* START SOURCE EXCERPT *

One of the loveliest anecdotes Leonardo’s first biographer, Giorgio Vasari tells, concerns the artist’s love of animals: “Often when he was walking past the places where birds were sold, he would pay the price asked, take them from their cages, and let them fly off into the air, giving them back their lost freedom.” Did Leonardo, who had an exceptional desire for freedom and himself tried to fly, feel a special rapport with birds?
Other witnesses of the time inform us about Leonardo’s vegetarianism: “He refused any food that contained blood, and would not harm any living creature.” And there is no doubt that Leonardo had a deep-seated aversion to all violence, as several passages in his own notebooks confirm. Precisely because he respected the value of every creature, he was firmly convinced of the sanctity of human life. In reference to his anatomical studies, he wrote: “And thou, man, who by these my labours dost look upon the marvelous works of nature, if thou judgest it to be an atrocious act to destroy the same, reflect that it is an infinitely atrocious act to take away the life of man.”
Leonardo’s words make it difficult to grasp the gruesome fantasies his mind was capable of in designing his engines of war. On hundreds of pages, Leonardo sketched giant crossbows, automatic rifles, and equipment to bombard strongholds with maximal destructiveness. In one sketch, archers are running away from an exploding grenade, which Leonardo referred to as “the deadliest of all machines.” In another, a war chariot with rotating scythes as large as men is mowing down soldiers and leaving behind a trail of severed legs and dismembered bodies.

* END SOURCE EXCERPT *
* START MATERIAL FOR THIS EXERCISE *

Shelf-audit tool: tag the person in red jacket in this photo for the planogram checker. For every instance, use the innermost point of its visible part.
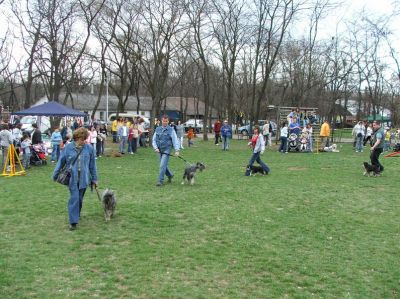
(217, 131)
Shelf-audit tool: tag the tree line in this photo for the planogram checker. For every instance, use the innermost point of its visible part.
(237, 56)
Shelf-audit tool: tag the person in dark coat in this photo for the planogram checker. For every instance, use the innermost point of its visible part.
(36, 135)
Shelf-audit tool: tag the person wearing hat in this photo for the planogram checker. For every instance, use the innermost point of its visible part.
(226, 132)
(377, 147)
(36, 135)
(123, 133)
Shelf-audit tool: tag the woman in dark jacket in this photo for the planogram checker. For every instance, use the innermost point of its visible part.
(80, 158)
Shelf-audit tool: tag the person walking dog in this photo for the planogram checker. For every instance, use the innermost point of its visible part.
(164, 139)
(80, 157)
(258, 145)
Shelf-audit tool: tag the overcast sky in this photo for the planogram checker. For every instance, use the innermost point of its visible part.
(348, 11)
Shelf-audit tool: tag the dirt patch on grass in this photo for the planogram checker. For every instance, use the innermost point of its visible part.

* END MATERIAL FOR THIS EXERCISE *

→ **THINGS TO DO**:
• 1. In the passage about Leonardo, what name did he give the exploding grenade?
• 2. Report every row that contains the string "person", treating uppercase and lowercase letters as different.

→ **ANSWER SET**:
• 1. He called it "the deadliest of all machines."

• 2.
Shelf-audit tool: tag the person in red jacket in this photo for the planogram checker. For every instance, use the innermost point of its visible part.
Shelf-audit tool: tag the person in dark coat in this photo for the planogram checker. For every instance, use the innermost point of its visible part.
Shelf-audit tool: tag the person wearing hat in this photo for the planogram checker. For every instance, use the innermost point of its visible part.
Shelf-audit tool: tag the person walking dog in this photo for the planogram checker. For every instance, use the innermost point of its visible part.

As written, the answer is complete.